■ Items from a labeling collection
■ ■ ■ ■ ■
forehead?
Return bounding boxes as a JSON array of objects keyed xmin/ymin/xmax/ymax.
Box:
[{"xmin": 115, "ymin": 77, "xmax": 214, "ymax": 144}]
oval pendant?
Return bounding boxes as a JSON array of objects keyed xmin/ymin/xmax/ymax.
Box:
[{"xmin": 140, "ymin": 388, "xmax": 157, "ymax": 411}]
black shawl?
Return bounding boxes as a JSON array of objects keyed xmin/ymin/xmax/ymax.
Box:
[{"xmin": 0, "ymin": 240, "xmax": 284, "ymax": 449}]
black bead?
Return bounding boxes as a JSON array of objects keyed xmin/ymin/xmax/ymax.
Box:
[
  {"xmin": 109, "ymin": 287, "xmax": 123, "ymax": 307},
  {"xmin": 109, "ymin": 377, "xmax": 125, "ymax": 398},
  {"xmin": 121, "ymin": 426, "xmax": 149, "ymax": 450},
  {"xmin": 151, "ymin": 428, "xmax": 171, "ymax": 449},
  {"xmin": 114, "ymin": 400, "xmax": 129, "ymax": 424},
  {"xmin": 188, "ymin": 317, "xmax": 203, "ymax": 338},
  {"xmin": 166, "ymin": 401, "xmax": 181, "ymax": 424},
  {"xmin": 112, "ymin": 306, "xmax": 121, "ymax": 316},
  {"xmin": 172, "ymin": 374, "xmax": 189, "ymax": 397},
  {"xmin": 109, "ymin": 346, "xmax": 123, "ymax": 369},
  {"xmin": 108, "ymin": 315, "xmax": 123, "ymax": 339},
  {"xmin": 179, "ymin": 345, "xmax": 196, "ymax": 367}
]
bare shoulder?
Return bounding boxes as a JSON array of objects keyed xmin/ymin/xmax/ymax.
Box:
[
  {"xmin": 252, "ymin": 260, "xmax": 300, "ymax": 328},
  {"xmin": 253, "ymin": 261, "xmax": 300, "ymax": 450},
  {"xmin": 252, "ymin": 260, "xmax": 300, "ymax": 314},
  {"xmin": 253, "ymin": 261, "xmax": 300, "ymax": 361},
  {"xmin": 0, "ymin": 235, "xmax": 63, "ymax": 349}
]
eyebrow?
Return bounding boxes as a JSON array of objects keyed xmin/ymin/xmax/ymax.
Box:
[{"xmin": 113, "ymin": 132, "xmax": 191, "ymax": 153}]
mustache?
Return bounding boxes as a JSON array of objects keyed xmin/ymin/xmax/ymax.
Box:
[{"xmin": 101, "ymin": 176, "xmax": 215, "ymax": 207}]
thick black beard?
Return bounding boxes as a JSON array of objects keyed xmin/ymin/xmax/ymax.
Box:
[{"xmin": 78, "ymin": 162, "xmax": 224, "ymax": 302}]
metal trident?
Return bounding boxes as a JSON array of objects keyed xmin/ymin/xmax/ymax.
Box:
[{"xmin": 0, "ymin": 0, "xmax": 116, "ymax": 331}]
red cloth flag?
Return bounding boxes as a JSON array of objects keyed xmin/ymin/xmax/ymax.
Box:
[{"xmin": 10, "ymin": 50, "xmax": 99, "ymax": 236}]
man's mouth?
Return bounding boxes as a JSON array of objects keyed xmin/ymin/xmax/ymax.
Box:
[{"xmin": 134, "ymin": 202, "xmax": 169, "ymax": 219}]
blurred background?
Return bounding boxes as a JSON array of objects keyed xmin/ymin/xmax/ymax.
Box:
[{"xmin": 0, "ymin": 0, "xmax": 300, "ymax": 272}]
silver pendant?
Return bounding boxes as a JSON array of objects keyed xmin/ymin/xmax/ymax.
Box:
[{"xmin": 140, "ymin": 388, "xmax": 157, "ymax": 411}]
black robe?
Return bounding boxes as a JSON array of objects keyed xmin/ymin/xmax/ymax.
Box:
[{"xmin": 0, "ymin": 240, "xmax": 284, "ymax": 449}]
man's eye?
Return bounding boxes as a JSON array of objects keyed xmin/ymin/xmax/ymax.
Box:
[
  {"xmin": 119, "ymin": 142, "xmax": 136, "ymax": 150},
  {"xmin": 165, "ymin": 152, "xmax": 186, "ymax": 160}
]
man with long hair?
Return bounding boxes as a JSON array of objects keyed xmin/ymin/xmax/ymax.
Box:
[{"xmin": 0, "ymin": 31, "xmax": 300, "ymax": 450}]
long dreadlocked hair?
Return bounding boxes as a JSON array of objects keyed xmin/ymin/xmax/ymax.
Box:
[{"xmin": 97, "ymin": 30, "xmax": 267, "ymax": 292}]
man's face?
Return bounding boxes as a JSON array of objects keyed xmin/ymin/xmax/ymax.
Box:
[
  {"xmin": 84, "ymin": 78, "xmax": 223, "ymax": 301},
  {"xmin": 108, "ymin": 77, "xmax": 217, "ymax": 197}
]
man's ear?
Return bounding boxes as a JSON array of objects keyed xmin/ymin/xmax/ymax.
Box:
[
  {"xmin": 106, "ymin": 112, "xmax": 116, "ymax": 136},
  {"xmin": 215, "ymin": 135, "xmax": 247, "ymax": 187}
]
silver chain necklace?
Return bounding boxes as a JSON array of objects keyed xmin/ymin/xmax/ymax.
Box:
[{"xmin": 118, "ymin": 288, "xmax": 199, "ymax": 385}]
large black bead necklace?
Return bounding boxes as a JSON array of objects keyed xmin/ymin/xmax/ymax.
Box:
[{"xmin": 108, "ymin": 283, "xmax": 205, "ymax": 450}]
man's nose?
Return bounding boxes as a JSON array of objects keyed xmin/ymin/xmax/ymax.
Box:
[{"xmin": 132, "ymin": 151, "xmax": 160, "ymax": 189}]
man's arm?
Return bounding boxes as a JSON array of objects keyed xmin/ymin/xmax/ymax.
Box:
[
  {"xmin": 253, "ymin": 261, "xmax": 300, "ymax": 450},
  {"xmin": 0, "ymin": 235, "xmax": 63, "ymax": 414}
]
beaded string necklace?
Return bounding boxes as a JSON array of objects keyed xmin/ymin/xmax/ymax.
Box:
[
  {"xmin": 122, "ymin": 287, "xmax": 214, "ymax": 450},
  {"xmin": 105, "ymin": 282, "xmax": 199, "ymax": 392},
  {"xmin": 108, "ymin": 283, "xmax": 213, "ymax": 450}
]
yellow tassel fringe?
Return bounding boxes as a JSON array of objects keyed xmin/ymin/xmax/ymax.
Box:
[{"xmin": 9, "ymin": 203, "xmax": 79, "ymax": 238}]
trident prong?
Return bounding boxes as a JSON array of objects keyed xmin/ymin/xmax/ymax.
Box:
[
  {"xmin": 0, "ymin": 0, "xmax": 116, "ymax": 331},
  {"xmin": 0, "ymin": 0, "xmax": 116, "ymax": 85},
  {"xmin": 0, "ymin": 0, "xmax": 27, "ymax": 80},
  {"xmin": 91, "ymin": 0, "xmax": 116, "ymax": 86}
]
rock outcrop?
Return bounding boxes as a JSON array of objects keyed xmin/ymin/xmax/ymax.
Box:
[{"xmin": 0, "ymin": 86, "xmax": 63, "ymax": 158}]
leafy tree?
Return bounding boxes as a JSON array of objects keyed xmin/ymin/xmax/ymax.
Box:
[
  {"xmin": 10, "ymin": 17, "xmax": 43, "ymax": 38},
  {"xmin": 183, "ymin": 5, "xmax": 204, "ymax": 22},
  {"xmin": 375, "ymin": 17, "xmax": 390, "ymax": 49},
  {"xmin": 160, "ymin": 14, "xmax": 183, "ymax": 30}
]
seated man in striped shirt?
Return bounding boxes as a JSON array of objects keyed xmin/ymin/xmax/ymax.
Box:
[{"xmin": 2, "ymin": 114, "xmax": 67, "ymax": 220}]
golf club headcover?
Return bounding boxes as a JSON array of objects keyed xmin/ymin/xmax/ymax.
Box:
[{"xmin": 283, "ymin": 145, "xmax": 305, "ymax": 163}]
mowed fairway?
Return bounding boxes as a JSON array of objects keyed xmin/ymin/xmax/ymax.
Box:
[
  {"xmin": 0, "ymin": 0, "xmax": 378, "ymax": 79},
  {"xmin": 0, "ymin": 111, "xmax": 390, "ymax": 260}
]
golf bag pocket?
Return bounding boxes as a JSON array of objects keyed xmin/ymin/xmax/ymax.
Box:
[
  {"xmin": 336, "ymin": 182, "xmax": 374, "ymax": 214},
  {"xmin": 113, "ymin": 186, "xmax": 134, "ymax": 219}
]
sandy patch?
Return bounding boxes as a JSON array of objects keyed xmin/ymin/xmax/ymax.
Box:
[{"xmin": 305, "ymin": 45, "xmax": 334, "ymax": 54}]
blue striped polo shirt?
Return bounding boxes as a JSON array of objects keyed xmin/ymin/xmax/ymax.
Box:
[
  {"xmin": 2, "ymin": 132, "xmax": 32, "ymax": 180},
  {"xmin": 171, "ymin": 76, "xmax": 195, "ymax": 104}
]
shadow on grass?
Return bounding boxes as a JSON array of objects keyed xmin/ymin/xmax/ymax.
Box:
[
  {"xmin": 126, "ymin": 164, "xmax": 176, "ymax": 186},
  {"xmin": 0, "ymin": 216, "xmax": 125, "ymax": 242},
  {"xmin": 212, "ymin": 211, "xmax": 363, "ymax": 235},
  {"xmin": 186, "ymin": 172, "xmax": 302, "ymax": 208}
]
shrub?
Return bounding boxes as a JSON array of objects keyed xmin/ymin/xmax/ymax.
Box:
■ ■ ■ ■ ■
■ Goal of the exercise
Filter the records above down to the lines containing the word "hair", copying each matching line. Case counts.

■ Response to the exercise
man with long hair?
long dreadlocked hair?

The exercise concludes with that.